Lay out the material below as a numbered list, from its first line through the line that contains "<point>272,54</point>", and leave out any blank lines.

****************************************

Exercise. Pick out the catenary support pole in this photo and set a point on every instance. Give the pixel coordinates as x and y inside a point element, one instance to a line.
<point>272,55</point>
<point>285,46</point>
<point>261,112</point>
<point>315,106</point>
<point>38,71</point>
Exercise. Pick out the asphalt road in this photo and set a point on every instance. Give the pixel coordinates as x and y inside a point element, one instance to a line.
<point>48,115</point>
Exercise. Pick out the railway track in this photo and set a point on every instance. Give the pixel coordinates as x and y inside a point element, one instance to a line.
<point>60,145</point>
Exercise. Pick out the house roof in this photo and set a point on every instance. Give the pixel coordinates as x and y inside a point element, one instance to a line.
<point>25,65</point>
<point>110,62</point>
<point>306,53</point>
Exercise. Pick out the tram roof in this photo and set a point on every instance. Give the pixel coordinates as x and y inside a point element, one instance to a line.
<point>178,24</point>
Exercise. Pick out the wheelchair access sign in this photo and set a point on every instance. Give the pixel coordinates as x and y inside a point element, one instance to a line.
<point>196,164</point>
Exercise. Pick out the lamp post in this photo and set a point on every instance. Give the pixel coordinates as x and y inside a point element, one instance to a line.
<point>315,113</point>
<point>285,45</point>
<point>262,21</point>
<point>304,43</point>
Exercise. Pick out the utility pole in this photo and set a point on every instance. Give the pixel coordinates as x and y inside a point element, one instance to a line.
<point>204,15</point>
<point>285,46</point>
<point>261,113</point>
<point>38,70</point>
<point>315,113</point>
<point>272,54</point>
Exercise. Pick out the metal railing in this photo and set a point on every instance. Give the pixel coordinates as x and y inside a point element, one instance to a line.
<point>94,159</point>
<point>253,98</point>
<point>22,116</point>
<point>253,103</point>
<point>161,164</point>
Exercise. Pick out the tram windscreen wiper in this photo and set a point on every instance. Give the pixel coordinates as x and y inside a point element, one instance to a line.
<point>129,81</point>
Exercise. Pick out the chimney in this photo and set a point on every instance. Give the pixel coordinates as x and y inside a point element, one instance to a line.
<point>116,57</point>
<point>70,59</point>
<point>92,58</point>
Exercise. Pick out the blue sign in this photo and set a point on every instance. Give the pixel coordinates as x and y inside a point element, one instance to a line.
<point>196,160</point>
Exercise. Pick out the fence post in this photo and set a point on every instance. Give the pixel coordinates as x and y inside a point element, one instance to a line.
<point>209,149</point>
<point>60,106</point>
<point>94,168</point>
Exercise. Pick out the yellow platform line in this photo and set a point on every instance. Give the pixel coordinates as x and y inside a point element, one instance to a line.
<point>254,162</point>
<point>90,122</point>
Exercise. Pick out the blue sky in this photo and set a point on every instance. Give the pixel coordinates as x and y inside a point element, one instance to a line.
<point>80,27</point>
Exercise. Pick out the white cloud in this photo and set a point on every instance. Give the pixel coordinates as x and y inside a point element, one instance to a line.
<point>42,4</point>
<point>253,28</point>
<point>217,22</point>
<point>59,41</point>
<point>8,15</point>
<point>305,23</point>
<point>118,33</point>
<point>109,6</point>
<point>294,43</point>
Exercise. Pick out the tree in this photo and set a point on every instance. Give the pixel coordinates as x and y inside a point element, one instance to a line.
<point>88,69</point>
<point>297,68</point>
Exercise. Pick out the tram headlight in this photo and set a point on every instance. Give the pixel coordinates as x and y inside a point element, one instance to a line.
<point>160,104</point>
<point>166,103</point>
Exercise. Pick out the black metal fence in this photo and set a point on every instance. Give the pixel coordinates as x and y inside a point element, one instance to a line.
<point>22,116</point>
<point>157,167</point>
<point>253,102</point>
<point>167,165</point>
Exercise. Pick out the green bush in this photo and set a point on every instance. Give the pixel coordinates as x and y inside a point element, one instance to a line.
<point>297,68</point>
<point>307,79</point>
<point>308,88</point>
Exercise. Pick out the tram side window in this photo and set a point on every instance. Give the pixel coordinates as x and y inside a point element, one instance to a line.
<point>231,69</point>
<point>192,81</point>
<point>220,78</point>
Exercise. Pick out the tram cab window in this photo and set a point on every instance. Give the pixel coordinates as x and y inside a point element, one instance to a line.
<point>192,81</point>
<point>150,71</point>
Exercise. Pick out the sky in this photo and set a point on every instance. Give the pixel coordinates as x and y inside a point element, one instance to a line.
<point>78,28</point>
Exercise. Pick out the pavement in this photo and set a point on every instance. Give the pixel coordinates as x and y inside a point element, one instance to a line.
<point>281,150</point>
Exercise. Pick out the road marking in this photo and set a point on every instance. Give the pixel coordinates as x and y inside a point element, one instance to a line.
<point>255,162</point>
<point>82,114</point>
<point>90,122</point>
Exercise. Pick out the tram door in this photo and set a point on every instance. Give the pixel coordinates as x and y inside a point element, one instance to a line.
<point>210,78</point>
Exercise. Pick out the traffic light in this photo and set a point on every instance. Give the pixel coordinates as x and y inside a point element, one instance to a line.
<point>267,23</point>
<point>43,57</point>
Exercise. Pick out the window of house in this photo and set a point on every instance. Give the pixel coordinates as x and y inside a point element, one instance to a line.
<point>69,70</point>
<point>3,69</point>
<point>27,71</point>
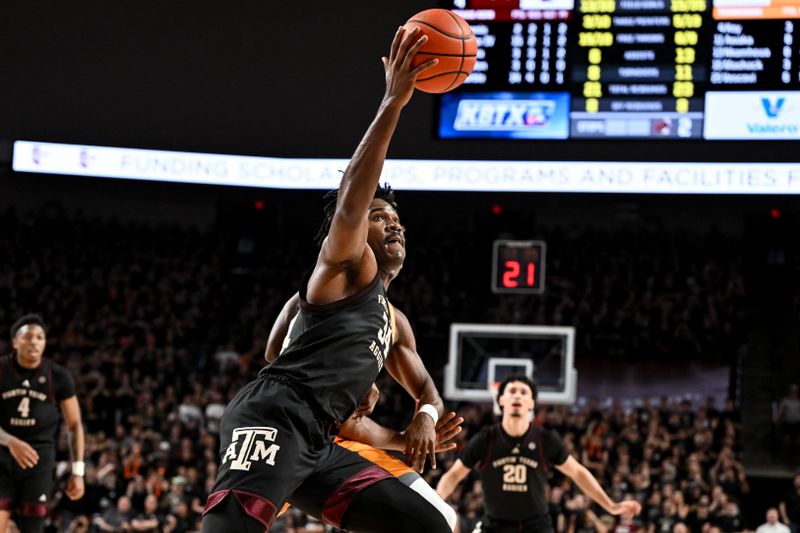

****************************************

> _TASK SOLUTION_:
1. Exercise. Pick out the catenary support pole in this photo and set a point on every instance. Give the pixel coordinates as x and y inside a point element, one instance to a line.
2. <point>272,55</point>
3. <point>285,46</point>
4. <point>261,112</point>
5. <point>315,106</point>
6. <point>38,71</point>
7. Exercise. Pick out the asphalt road in this photo and set a point on every instance. Give the pixel coordinates as x and y inside a point element, one instance to a line.
8. <point>48,115</point>
9. Exercise. Pick out the railway track in this photo and set a point on every instance. Give the pixel coordinates as x and y inside a point element, one instance to a line.
10. <point>60,145</point>
11. Exercise. Pick out the house roof in this photo and set a point on every instance. Give the pixel coordinates as x and y inside a point element, one instance to a line.
12. <point>25,65</point>
13. <point>110,62</point>
14. <point>306,53</point>
15. Exercise. Pick out the tram roof in this photo and set a point on every instance. Give the pixel coordinates as x and y inside a point element, one instance to a line.
16. <point>178,24</point>
17. Exercise. Pick out the wheelchair access sign in this photo and set a point on every instance. Give the pixel coordinates as x and y inside a point element, one instance to a line.
18. <point>196,164</point>
19. Exercise. Pick out the lamp post in this photo and set a point on every instance. Give the pixel coordinates as x and y inside a point element, one instance to a line.
20. <point>315,113</point>
21. <point>285,45</point>
22. <point>262,21</point>
23. <point>304,43</point>
24. Exercise. Pick out the utility pole in this photo and set a point on every instance. Give the pixel coordinates as x and y inside a point element, one instance to a line.
25. <point>204,15</point>
26. <point>285,46</point>
27. <point>261,113</point>
28. <point>38,70</point>
29. <point>315,113</point>
30. <point>272,54</point>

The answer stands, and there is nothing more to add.